WHAT THE EXERCISE ASKS
Repeat what the lines below say, word for word, and skip every image.
START STORED ROWS
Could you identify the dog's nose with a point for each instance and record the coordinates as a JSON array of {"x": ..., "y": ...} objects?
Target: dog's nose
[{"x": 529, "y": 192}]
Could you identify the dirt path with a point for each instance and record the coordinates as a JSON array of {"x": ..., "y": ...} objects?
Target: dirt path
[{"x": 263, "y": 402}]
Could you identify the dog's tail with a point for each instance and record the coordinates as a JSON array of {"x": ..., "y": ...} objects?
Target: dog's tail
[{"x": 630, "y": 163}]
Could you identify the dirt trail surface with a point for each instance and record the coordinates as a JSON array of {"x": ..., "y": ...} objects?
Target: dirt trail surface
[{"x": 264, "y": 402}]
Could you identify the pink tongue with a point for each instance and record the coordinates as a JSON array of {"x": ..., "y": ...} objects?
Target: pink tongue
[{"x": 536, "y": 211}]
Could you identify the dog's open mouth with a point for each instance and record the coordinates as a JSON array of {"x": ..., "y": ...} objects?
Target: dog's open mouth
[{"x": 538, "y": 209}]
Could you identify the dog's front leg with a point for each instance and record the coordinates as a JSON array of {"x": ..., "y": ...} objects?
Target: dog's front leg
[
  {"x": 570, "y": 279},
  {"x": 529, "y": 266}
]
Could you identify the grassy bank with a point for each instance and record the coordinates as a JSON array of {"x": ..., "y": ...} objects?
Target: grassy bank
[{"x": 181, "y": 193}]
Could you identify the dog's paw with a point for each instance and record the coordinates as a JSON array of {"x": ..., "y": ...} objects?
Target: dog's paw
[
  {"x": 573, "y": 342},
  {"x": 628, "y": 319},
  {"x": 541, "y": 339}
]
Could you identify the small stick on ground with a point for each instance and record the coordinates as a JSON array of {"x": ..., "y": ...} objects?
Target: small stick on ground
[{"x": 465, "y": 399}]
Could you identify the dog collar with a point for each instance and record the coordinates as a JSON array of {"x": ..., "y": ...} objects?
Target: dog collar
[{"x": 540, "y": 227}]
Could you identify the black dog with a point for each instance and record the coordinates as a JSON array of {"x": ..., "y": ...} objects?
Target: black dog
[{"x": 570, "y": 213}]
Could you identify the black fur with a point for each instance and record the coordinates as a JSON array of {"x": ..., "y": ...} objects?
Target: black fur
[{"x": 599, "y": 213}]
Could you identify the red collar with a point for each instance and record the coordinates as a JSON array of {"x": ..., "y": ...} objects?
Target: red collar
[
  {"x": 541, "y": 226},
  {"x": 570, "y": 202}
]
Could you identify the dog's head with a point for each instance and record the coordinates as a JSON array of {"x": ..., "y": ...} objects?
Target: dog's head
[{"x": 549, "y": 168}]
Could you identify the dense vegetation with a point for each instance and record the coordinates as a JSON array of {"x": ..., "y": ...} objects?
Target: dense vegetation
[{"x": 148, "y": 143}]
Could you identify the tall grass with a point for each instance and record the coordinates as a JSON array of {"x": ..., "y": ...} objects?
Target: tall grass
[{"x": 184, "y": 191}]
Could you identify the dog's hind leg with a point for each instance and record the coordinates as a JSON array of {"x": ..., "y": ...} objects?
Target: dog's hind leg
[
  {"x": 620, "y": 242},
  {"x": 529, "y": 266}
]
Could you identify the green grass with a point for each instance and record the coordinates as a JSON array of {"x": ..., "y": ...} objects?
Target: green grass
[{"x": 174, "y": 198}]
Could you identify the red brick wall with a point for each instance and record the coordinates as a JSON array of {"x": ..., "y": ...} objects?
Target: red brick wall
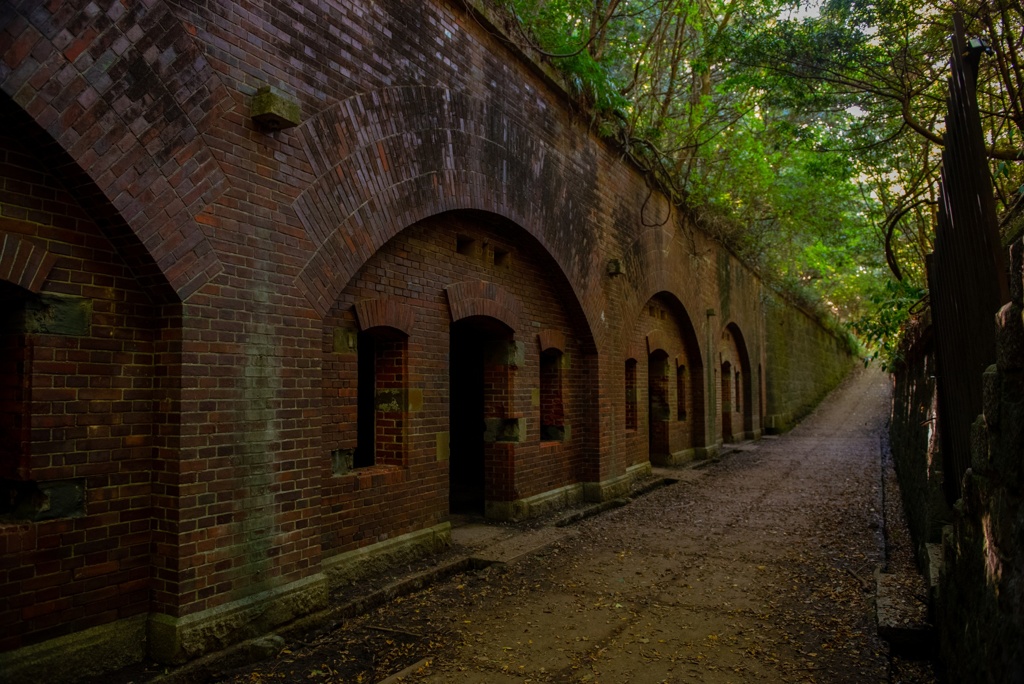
[
  {"x": 664, "y": 324},
  {"x": 88, "y": 405},
  {"x": 233, "y": 256}
]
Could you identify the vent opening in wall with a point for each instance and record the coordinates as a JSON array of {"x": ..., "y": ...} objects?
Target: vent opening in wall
[{"x": 466, "y": 245}]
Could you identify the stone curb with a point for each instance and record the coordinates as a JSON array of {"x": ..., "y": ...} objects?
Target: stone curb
[{"x": 301, "y": 632}]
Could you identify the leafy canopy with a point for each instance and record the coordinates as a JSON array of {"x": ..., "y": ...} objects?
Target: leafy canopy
[{"x": 807, "y": 138}]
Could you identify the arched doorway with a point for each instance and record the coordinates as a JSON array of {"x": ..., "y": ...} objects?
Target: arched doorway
[
  {"x": 658, "y": 407},
  {"x": 480, "y": 394},
  {"x": 736, "y": 386},
  {"x": 675, "y": 401},
  {"x": 727, "y": 398}
]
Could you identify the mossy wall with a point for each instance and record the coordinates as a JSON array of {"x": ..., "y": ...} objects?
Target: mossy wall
[{"x": 805, "y": 362}]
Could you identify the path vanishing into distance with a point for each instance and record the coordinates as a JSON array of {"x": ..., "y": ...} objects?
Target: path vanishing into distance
[{"x": 755, "y": 567}]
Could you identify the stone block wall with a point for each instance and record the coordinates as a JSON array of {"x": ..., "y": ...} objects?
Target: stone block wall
[
  {"x": 913, "y": 439},
  {"x": 980, "y": 603}
]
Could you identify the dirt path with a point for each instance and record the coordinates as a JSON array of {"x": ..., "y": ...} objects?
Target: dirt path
[{"x": 758, "y": 567}]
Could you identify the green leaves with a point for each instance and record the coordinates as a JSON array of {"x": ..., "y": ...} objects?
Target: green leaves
[{"x": 809, "y": 143}]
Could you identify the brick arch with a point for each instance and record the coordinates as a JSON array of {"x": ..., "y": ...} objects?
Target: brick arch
[
  {"x": 385, "y": 312},
  {"x": 24, "y": 262},
  {"x": 387, "y": 159},
  {"x": 133, "y": 152},
  {"x": 744, "y": 368},
  {"x": 481, "y": 298}
]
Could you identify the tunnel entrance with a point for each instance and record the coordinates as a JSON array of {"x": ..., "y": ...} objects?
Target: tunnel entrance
[{"x": 478, "y": 395}]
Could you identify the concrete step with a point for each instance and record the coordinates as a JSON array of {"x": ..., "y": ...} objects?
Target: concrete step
[{"x": 515, "y": 548}]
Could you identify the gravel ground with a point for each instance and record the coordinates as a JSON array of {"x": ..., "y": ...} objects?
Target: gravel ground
[{"x": 756, "y": 567}]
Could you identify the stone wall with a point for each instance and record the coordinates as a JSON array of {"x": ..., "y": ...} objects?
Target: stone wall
[
  {"x": 805, "y": 362},
  {"x": 913, "y": 439}
]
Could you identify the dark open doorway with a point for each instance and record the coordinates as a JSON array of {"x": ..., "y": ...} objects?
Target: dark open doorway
[
  {"x": 477, "y": 390},
  {"x": 658, "y": 411},
  {"x": 727, "y": 401}
]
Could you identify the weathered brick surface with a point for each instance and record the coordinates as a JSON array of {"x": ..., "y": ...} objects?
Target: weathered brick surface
[
  {"x": 435, "y": 177},
  {"x": 85, "y": 412},
  {"x": 804, "y": 362}
]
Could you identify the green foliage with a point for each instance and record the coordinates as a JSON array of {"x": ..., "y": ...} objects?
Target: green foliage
[
  {"x": 808, "y": 142},
  {"x": 882, "y": 328}
]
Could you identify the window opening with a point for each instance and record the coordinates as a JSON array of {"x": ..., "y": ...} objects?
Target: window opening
[
  {"x": 552, "y": 411},
  {"x": 631, "y": 394}
]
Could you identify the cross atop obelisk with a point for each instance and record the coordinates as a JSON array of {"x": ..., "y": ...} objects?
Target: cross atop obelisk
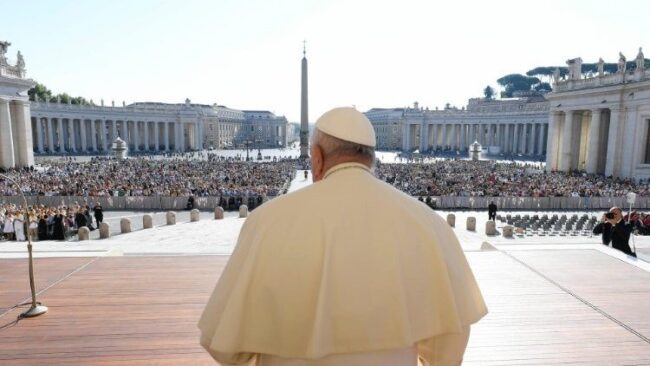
[{"x": 304, "y": 114}]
END STORED ROWS
REPLY TO THE EXERCISE
Could you identify the dog's nose with a point for each instance and record the coordinates as a JSON array of {"x": ..., "y": ...} objects?
Target: dog's nose
[{"x": 529, "y": 192}]
Could you identify the dirt path with a point for each instance and record the coordinates as a JSON array of {"x": ..., "y": ...} objects?
Target: dirt path
[{"x": 263, "y": 402}]
Could you identify the dog's tail with a point for each instance and record the coordinates as a JSON array of {"x": ..., "y": ...} objects?
Target: dog's tail
[{"x": 630, "y": 163}]
Could you identify the dirt trail surface with a point for each instance and record the coordinates as a JSON array of {"x": ..., "y": ...} objects?
Target: dirt trail surface
[{"x": 264, "y": 402}]
Could you identify the pink tongue with a point for each instance and record the coordinates as a JSON array of {"x": ..., "y": ...} objects?
Target: pink tongue
[{"x": 536, "y": 211}]
Could you identify the dog's open mouth with a point for each instance and record the coordinates as a JSON array of {"x": ..., "y": ...} objects?
Target: dog's open mouth
[{"x": 538, "y": 209}]
Could you identify the dog's front leg with a point for each instance and record the coordinates as a JSON array of {"x": ..., "y": ...} objects?
Target: dog's front leg
[
  {"x": 570, "y": 279},
  {"x": 529, "y": 266}
]
Could you identify the grassy bank with a point for each instance and record the coordinates as a JSON array of {"x": ..., "y": ...} objects?
Target: grassy bank
[{"x": 181, "y": 193}]
Could you identify the dog's paw with a point for each instance and record the coordinates as a JSON array of {"x": ..., "y": ...} objects?
Target: dog's paw
[
  {"x": 573, "y": 342},
  {"x": 628, "y": 319},
  {"x": 541, "y": 339}
]
Could you identify the small stick on ground with a point for each instance and record the coordinates as a JSON array of {"x": ..., "y": ...} objects?
Target: small stick on ground
[{"x": 465, "y": 399}]
Could you identify the dog collar with a point for each instance and record the coordinates as a JSON array of {"x": ..., "y": ...} objects?
Target: dog collar
[{"x": 540, "y": 227}]
Could you identify the black dog with a point for each instance and record the coordinates as a JSON array of {"x": ..., "y": ...} objects?
Target: black dog
[{"x": 570, "y": 213}]
Could you identify the black fur with a point for each instance and record the coordinates as a JSON array of {"x": ..., "y": ...} objects?
Target: black fur
[{"x": 599, "y": 213}]
Could you identify the red collar with a point for each instance and record the coordinates as a JSON array of {"x": ..., "y": ...} objects?
Target: red collar
[
  {"x": 541, "y": 226},
  {"x": 570, "y": 202}
]
Could you identify the dog's head with a point for each instance and record the coordinates as a JSON array of {"x": ..., "y": ...} objects?
Target: dog's head
[{"x": 549, "y": 168}]
Could you identify the dense vegetation with a point for each instance and record the coordinates as a JSON array of {"x": ..., "y": ...} objects?
Target: dense vegetation
[{"x": 148, "y": 143}]
Could you identify the tall grass with a point for each instance and record the coordinates as a JSON array of {"x": ..., "y": ...} objects?
Target: tall grass
[{"x": 184, "y": 191}]
Could you identify the dog's hind leg with a point for each instance and record the coordinates as a JSON array of {"x": ..., "y": ...} objects?
Target: dog's hind leg
[
  {"x": 620, "y": 242},
  {"x": 529, "y": 266}
]
Could you identify the green grass with a point for each instance and record the coordinates as a JSON array of {"x": ..., "y": ...} objects?
Target: green grass
[{"x": 174, "y": 198}]
Could you identify the red brick wall with a point for each instance and record the coordinates as a JSON array of {"x": ..., "y": ...} objects?
Target: red brick wall
[
  {"x": 664, "y": 324},
  {"x": 88, "y": 405},
  {"x": 233, "y": 256}
]
Could you identify the vent opening in wall with a point for each instance and record the coordinates as a JSON array of {"x": ..., "y": ...} objects?
Target: vent opening in wall
[{"x": 466, "y": 245}]
Could you identify the stone curb with a point for each instance and record the coordinates as a JSON array of {"x": ..., "y": ...} objects?
Target: stone curb
[{"x": 301, "y": 632}]
Could you identify the leafy canopy with a point for each instance and record the coordinates as a JSON array of {"x": ..., "y": ...} objects?
Target: leafy canopy
[{"x": 807, "y": 138}]
Could you identify the arched doorway with a point for each instance and record the coordinates as a JSON array of {"x": ..., "y": ...} objects?
Target: arched doorway
[
  {"x": 658, "y": 407},
  {"x": 480, "y": 394},
  {"x": 736, "y": 386},
  {"x": 675, "y": 401},
  {"x": 727, "y": 398}
]
Could you identify the mossy wall with a point for each instance and record the coordinates as a JSON array of {"x": ..., "y": ...} objects?
Target: mossy wall
[{"x": 805, "y": 362}]
Could you identify the path vanishing into distance with a point for each instance and record the coordinates as a JSON array of {"x": ..., "y": ...} objects?
Target: path vanishing into distance
[{"x": 755, "y": 567}]
Could you identify the stone block wall with a point for each instance and record the coordinates as a JSON array of {"x": ..., "y": ...} objects?
Target: stone block wall
[
  {"x": 913, "y": 439},
  {"x": 980, "y": 603}
]
Could you identify the dirt path with a point for each instance and record the coordinates as a JSON array of {"x": ..., "y": ...} objects?
Target: dirt path
[{"x": 758, "y": 567}]
Could you identify the green leaves with a point for each instance and record the coordinates as a JSON array of {"x": ..., "y": ...} objects?
Target: green leaves
[{"x": 809, "y": 143}]
Could you identify the brick arch with a point for each instance and record the coordinates as a JSON array of {"x": ..., "y": ...} objects?
Target: brick arch
[
  {"x": 385, "y": 312},
  {"x": 24, "y": 262},
  {"x": 387, "y": 159},
  {"x": 133, "y": 152},
  {"x": 744, "y": 368},
  {"x": 481, "y": 298}
]
Could you identify the tunnel entrance with a point for each instance and record the coordinates as a JSON array of {"x": ..., "y": ...} objects?
Target: tunnel entrance
[{"x": 478, "y": 395}]
Could you identify the concrete step with a point for each instance and record the coordinates as a JSON array of {"x": ..., "y": ...} objects?
Target: concrete step
[{"x": 515, "y": 548}]
Could you identify the gravel ground with a point for each instance and record the coordinates as a JSON array of {"x": ..., "y": ...} objects?
Target: gravel ground
[{"x": 756, "y": 567}]
Could you identify the stone wall with a point for each instance and record the coordinates as a JSON array of {"x": ..., "y": ...} objects?
Target: stone wall
[
  {"x": 805, "y": 362},
  {"x": 913, "y": 439}
]
Could you identify the dark open doorway with a point for each instance and record the coordinates as a JSON array of {"x": ..., "y": ...} objects?
Target: dark open doorway
[
  {"x": 477, "y": 390},
  {"x": 658, "y": 411},
  {"x": 727, "y": 401}
]
Could you identify the weathered brick surface with a point for each instance and record the coordinates as a JSON array of {"x": ..., "y": ...} objects?
Target: weathered brick surface
[
  {"x": 435, "y": 177},
  {"x": 85, "y": 412},
  {"x": 804, "y": 362}
]
Could you identify the green foliage with a point for each instance and record the coordinates as a JSON array of {"x": ..., "y": ...} objects?
Target: green foliage
[
  {"x": 808, "y": 142},
  {"x": 882, "y": 328}
]
Could you identify the window opening with a point for each instance and record the coordinates as a JSON array of {"x": ..., "y": ...} objects?
Target: window opening
[
  {"x": 552, "y": 411},
  {"x": 631, "y": 394}
]
Could you identify the cross atop obelisk with a point for each instance and record the coordinates as a JSON array of {"x": ..., "y": ...} objects?
Target: cross atop obelisk
[{"x": 304, "y": 114}]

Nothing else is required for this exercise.